#### AVAILABLE RECORDS ####

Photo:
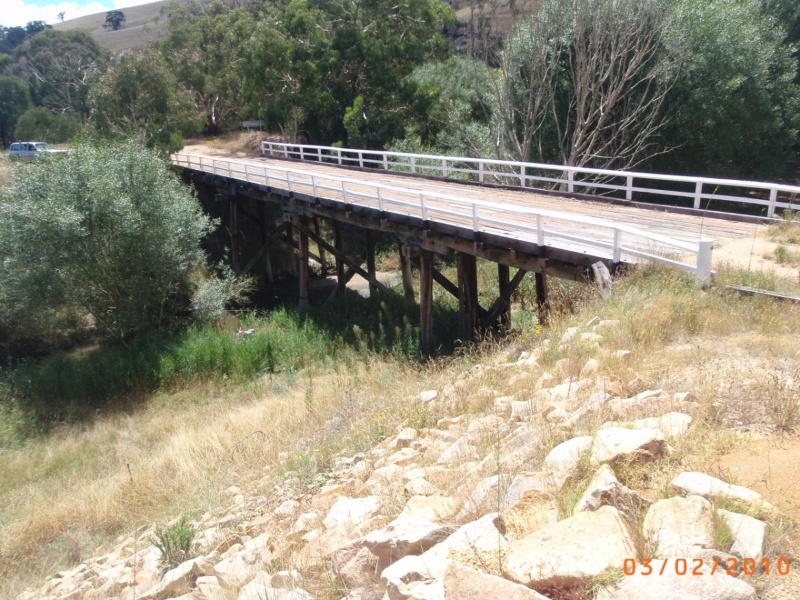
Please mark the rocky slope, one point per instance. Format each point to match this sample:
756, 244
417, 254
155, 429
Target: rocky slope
525, 499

####

| WHAT IS BEING ASKED |
Rewrite the listing above, replacing "rocky slope" with "stone hillside" and leaving all other text unchanged. Omit the pictures from your answer.

| ANSWER |
Photo:
Please mark the stone hillside, one point per instance. Format each point to match this sample:
756, 244
417, 254
155, 429
Target: stone hillside
525, 499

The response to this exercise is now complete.